Task requirements: Lines before the one containing "the column, returning" are excluded; reproduce that line and all lines after it in the entries below, exactly.

################

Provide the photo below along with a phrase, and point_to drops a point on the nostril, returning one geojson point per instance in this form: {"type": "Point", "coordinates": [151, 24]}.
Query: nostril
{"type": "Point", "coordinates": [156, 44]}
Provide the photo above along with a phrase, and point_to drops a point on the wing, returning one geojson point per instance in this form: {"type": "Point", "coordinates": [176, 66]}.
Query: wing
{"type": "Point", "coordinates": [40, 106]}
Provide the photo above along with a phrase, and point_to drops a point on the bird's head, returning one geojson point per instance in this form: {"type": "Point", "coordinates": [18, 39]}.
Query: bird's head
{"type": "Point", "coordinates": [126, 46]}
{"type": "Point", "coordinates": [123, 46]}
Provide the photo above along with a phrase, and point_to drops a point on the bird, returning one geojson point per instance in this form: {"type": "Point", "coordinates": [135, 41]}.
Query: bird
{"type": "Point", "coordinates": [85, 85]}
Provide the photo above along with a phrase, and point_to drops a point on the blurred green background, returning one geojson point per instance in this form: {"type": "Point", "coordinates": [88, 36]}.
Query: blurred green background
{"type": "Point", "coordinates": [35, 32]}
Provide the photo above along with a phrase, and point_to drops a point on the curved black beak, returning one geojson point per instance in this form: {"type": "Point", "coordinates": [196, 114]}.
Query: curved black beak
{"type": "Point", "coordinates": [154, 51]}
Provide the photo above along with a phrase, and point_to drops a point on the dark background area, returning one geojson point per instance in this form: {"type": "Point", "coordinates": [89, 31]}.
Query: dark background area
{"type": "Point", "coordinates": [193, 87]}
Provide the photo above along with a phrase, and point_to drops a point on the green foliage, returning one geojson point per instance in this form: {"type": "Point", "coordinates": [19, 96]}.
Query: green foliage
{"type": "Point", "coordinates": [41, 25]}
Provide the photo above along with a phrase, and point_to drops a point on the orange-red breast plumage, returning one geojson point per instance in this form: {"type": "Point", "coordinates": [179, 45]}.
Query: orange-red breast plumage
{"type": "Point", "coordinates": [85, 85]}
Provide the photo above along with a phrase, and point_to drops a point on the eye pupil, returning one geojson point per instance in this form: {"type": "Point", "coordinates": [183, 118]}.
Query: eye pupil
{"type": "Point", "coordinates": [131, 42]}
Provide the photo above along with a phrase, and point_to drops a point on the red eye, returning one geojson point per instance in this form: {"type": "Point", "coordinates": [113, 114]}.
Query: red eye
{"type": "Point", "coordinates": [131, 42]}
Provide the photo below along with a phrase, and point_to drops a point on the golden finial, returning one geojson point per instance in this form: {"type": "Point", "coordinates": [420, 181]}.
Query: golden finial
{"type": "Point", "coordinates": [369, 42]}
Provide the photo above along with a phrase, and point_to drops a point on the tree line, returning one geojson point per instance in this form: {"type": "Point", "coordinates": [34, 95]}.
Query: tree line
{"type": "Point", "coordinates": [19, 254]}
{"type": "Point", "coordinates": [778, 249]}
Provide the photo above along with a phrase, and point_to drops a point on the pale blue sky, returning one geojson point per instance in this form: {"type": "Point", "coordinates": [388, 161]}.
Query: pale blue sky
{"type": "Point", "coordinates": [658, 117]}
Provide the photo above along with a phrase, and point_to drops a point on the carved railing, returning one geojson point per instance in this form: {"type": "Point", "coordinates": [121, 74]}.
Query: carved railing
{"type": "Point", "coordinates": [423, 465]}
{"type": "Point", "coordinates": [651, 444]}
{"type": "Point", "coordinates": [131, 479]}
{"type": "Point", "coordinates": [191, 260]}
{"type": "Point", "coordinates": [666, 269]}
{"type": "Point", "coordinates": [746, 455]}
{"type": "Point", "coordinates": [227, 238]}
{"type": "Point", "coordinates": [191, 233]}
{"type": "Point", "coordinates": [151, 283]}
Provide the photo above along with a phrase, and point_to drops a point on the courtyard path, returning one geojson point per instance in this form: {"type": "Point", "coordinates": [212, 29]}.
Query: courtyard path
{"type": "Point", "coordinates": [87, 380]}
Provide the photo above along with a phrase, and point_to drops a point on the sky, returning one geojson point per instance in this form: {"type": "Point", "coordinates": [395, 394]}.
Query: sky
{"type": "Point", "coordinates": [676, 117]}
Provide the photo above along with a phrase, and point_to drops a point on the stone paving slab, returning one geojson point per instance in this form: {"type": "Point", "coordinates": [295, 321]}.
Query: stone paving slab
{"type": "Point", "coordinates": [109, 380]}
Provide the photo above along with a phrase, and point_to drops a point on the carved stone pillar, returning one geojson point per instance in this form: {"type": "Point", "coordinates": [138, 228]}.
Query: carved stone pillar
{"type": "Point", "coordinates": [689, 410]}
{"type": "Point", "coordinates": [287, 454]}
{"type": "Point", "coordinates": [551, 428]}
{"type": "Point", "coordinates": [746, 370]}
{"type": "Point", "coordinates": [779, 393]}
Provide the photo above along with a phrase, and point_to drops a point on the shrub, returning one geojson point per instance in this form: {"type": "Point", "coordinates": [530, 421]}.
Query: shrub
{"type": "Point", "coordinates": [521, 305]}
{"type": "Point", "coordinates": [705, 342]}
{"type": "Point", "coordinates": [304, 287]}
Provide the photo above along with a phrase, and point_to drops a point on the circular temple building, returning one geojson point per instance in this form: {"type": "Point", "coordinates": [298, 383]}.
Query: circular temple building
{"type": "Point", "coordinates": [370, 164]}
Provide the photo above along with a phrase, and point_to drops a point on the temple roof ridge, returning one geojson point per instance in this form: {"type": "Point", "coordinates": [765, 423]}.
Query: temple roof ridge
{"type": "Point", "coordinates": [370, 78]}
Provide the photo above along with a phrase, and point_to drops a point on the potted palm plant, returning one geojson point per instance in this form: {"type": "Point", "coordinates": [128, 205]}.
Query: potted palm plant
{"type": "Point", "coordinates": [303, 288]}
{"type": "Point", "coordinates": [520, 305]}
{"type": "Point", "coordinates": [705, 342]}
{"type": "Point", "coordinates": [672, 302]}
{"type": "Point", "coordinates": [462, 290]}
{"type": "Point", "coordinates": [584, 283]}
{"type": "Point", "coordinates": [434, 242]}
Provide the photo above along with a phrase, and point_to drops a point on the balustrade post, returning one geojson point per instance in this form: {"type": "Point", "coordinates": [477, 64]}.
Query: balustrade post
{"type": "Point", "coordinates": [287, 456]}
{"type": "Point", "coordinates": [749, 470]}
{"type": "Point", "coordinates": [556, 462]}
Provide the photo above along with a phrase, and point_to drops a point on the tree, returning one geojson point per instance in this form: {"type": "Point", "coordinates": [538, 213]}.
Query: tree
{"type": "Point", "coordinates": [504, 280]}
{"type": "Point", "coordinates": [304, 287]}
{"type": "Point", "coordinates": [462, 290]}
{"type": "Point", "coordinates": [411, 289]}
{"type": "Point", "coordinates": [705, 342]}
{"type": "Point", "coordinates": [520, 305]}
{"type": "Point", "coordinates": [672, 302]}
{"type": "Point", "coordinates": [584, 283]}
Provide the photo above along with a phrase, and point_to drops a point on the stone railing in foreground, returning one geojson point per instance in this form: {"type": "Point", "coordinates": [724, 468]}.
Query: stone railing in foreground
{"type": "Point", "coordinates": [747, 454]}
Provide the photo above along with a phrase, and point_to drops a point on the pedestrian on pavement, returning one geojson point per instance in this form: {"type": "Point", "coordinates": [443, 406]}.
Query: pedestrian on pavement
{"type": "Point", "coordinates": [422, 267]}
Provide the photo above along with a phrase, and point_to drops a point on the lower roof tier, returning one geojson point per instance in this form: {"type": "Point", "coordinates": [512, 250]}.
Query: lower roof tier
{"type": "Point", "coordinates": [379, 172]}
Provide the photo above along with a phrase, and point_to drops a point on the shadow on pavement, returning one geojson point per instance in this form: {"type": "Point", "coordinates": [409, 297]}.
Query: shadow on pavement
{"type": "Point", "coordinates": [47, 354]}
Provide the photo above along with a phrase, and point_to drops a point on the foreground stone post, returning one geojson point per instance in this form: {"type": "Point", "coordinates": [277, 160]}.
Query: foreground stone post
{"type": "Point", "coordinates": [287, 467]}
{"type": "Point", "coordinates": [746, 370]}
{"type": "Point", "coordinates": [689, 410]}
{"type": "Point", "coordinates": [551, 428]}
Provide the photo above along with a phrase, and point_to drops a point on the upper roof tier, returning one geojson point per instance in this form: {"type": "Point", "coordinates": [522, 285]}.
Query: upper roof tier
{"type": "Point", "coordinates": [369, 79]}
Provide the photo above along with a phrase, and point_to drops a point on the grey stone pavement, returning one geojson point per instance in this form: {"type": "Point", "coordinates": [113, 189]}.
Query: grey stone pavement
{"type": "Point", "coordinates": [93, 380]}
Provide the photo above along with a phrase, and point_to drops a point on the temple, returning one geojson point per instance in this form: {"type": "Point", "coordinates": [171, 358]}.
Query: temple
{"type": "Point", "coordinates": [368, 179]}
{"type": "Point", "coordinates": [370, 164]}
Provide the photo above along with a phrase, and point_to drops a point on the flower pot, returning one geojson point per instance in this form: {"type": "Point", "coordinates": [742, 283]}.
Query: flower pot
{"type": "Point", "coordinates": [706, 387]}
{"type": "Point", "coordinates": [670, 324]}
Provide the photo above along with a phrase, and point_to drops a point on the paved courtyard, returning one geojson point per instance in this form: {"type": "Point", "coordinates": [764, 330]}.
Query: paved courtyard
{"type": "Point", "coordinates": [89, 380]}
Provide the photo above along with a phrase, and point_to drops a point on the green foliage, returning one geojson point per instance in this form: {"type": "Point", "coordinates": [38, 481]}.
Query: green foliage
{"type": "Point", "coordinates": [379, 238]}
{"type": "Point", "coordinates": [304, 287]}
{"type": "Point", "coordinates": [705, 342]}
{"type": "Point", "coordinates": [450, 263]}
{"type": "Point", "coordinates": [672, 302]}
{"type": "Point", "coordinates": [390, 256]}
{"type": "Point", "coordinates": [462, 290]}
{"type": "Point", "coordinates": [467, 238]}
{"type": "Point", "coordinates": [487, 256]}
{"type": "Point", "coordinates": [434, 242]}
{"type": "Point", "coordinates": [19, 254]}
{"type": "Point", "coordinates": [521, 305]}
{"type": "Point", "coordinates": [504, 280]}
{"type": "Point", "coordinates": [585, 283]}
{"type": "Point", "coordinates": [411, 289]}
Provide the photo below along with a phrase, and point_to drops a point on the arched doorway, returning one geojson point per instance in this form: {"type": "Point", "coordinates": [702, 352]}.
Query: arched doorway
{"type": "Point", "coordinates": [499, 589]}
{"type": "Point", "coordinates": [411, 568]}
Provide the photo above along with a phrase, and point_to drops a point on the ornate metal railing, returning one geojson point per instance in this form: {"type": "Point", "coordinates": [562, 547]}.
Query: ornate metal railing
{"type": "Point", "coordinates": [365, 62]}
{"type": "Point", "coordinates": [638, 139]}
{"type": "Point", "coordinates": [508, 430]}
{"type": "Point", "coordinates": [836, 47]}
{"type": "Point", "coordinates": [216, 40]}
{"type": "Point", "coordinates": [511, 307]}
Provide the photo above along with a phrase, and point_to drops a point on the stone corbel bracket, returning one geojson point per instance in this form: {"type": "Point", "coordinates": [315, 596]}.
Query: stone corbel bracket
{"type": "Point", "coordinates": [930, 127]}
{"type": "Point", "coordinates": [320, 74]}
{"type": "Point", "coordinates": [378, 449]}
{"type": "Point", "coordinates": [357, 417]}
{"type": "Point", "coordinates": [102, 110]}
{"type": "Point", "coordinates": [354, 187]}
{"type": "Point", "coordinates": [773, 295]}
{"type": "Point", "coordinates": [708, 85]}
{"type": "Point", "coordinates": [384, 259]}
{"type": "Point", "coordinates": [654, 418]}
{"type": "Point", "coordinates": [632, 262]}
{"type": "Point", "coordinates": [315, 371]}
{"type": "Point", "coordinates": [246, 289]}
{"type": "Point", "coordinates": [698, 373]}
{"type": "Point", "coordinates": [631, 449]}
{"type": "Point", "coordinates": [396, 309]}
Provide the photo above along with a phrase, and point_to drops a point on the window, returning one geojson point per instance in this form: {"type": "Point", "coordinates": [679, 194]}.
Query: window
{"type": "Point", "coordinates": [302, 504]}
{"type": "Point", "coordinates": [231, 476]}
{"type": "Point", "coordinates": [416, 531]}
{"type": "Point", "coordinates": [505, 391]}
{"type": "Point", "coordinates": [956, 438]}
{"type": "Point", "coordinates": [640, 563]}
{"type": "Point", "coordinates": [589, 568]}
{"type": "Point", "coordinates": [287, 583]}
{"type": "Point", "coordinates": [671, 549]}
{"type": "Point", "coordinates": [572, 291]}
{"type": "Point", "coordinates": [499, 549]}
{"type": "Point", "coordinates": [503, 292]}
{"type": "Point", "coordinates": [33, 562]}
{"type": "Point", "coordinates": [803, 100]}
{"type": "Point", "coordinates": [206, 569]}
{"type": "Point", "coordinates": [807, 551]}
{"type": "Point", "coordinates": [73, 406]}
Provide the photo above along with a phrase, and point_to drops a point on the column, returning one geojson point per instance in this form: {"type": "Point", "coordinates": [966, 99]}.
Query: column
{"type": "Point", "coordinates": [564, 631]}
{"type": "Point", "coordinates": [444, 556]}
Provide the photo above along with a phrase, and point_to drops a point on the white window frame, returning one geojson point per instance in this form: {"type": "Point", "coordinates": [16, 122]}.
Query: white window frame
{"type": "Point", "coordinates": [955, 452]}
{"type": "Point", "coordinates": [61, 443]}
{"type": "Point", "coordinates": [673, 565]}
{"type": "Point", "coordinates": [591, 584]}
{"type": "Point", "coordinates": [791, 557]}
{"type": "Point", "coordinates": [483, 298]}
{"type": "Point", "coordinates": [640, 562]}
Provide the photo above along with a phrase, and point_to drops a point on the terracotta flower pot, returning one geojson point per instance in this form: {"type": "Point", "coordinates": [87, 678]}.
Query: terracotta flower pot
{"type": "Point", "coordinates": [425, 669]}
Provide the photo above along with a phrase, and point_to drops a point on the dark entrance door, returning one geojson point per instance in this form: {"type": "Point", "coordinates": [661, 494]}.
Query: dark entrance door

################

Completed task:
Provide the photo above along with a phrase, and point_to drops a point on the column, returning one geojson point per instance in this form: {"type": "Point", "coordinates": [966, 99]}.
Query: column
{"type": "Point", "coordinates": [564, 631]}
{"type": "Point", "coordinates": [444, 556]}
Provide the photo above along with a phrase, and point_to drops a point on the white window frame, returning one geojson point per instance in this form: {"type": "Point", "coordinates": [16, 122]}.
Query: white window frame
{"type": "Point", "coordinates": [955, 452]}
{"type": "Point", "coordinates": [61, 443]}
{"type": "Point", "coordinates": [673, 565]}
{"type": "Point", "coordinates": [591, 584]}
{"type": "Point", "coordinates": [791, 557]}
{"type": "Point", "coordinates": [483, 298]}
{"type": "Point", "coordinates": [640, 562]}
Provide the photo above along with a phrase, and point_to drops a point on the terracotta flower pot, returning one geojson point per instance in this form: {"type": "Point", "coordinates": [87, 678]}.
Query: terracotta flower pot
{"type": "Point", "coordinates": [425, 669]}
Provide the photo above along with a phrase, and point_to drops a point on the dark entrance door, returning one geojson point per instance in this form: {"type": "Point", "coordinates": [661, 494]}.
Query: dark entrance door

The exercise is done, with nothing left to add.